Task to carry out: Filter the material and copy every line that holds the string "lapel".
## Start Task inputs
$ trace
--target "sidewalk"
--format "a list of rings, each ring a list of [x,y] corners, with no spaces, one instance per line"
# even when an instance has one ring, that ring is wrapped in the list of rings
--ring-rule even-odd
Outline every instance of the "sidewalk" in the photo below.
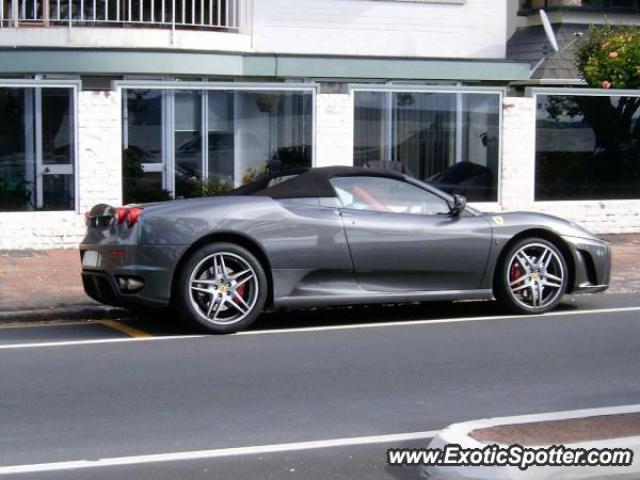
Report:
[[[640,234],[603,238],[613,250],[608,292],[640,292]],[[122,314],[85,295],[80,271],[76,249],[0,251],[0,317]]]

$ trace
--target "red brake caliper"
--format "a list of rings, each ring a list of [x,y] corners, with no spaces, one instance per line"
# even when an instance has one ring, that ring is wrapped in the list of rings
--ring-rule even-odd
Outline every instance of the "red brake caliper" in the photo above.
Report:
[[[509,279],[512,282],[515,282],[521,276],[522,276],[522,271],[520,270],[520,265],[518,265],[517,263],[514,263],[513,265],[511,265],[511,270],[509,270]]]
[[[243,283],[242,285],[240,285],[237,289],[236,292],[238,293],[238,295],[240,295],[242,297],[242,299],[244,300],[244,294],[247,292],[247,284]]]

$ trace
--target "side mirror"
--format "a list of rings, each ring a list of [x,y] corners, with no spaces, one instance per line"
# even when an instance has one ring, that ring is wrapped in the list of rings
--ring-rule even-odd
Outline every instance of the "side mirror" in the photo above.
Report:
[[[467,198],[464,195],[455,194],[453,196],[453,207],[451,215],[460,215],[467,206]]]

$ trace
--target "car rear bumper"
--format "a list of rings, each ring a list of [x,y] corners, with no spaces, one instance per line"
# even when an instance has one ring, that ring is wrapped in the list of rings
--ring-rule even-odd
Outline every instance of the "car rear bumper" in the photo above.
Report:
[[[171,300],[175,265],[185,249],[173,245],[82,244],[84,290],[94,300],[107,305],[167,306]],[[92,261],[87,262],[85,257],[91,257]],[[127,291],[122,285],[127,279],[135,279],[141,288]]]
[[[602,240],[562,237],[569,245],[575,275],[569,293],[596,293],[609,288],[611,249]]]

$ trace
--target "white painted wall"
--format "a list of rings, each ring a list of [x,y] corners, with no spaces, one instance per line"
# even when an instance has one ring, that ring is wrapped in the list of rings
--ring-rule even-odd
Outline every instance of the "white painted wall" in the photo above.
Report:
[[[507,1],[255,0],[258,52],[504,58]]]

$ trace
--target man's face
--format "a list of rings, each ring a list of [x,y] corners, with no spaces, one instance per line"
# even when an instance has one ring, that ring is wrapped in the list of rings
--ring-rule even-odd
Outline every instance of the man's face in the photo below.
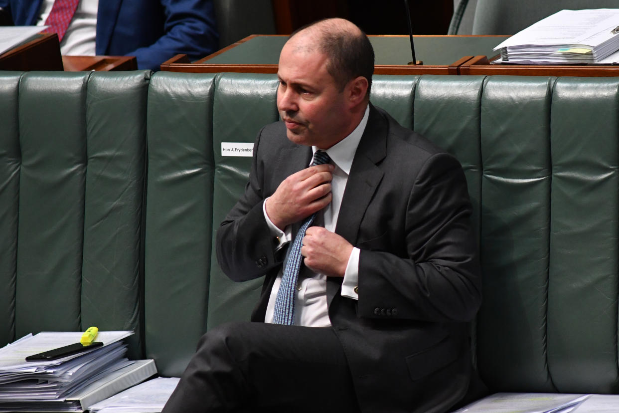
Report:
[[[277,109],[288,139],[327,149],[348,135],[350,118],[345,98],[327,71],[327,56],[286,43],[279,58]]]

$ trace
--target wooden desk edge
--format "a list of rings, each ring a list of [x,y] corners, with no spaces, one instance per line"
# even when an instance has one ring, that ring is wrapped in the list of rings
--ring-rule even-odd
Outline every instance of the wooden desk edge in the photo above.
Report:
[[[22,66],[25,67],[33,66],[34,70],[64,70],[58,35],[55,33],[40,34],[40,37],[0,54],[0,62],[19,60]],[[41,51],[43,52],[43,54],[41,53]],[[39,60],[29,63],[28,61],[32,58],[30,54],[34,52],[37,52]],[[29,67],[27,69],[30,70]]]
[[[486,56],[476,56],[459,67],[467,76],[508,75],[517,76],[619,76],[619,65],[571,66],[549,64],[490,64]],[[493,58],[491,60],[493,60]]]

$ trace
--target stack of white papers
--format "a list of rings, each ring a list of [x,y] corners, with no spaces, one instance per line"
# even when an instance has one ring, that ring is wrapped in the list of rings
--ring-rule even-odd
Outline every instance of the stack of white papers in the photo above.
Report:
[[[619,9],[562,10],[519,32],[494,50],[500,50],[501,59],[493,63],[617,63]]]
[[[3,26],[0,27],[0,54],[28,40],[49,26]]]
[[[178,377],[158,377],[93,404],[90,413],[160,413],[178,384]]]
[[[40,333],[0,349],[0,412],[82,411],[80,403],[59,404],[102,377],[134,363],[121,340],[131,331],[102,331],[103,347],[53,360],[25,357],[79,342],[81,333]]]
[[[568,413],[589,394],[496,393],[471,403],[454,413]]]

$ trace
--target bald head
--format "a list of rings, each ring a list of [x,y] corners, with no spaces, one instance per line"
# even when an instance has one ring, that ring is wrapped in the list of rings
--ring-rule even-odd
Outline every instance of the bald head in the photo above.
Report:
[[[327,59],[327,71],[340,90],[358,76],[368,80],[367,96],[374,72],[374,50],[365,33],[344,19],[327,19],[292,33],[286,46],[299,52],[319,51]]]

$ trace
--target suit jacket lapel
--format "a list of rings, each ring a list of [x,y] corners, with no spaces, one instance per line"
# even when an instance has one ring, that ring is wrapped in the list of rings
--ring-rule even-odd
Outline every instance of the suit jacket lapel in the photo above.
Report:
[[[286,165],[287,169],[281,169],[278,167],[278,185],[279,182],[285,179],[295,172],[298,172],[302,169],[305,169],[310,165],[310,160],[312,158],[311,147],[303,146],[303,145],[296,145],[295,146],[287,148],[287,150],[280,151],[279,157],[277,162],[278,165]],[[275,188],[274,188],[274,190]],[[303,224],[305,220],[301,220],[298,222],[292,224],[292,239],[295,239],[297,233]]]
[[[97,13],[97,54],[106,54],[123,0],[99,1]]]
[[[357,243],[361,220],[370,201],[383,179],[383,171],[376,164],[386,154],[387,131],[386,120],[370,105],[368,124],[355,153],[335,225],[335,233],[353,245]],[[332,277],[327,280],[327,300],[330,305],[342,280]]]

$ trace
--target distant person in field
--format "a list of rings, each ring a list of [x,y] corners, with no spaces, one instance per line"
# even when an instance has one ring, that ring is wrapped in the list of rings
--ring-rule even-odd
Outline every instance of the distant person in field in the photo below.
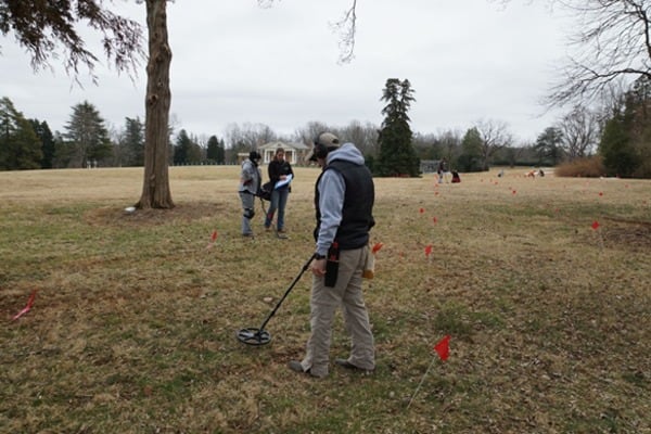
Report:
[[[260,159],[260,154],[251,151],[248,158],[242,162],[240,187],[238,189],[242,201],[242,237],[253,237],[251,219],[255,216],[255,197],[258,194],[263,179],[263,174],[258,168]]]
[[[292,165],[284,158],[284,150],[279,148],[276,150],[276,154],[273,155],[273,159],[269,163],[268,167],[269,179],[272,186],[276,186],[279,181],[284,181],[288,179],[288,176],[294,177],[294,171],[292,170]],[[285,232],[284,227],[284,210],[288,204],[288,199],[290,196],[291,187],[290,184],[282,186],[278,189],[273,189],[271,191],[271,203],[269,205],[269,209],[267,210],[267,215],[265,216],[265,229],[271,230],[271,221],[273,220],[273,214],[278,210],[278,220],[276,221],[277,231],[280,234]]]
[[[438,183],[442,183],[444,179],[447,182],[448,166],[447,166],[447,161],[445,159],[445,157],[441,158],[441,162],[438,162],[437,173],[438,173]]]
## End Task inputs
Correct answer:
--target suit jacket lapel
Outline every instance of the suit jacket lapel in the photo above.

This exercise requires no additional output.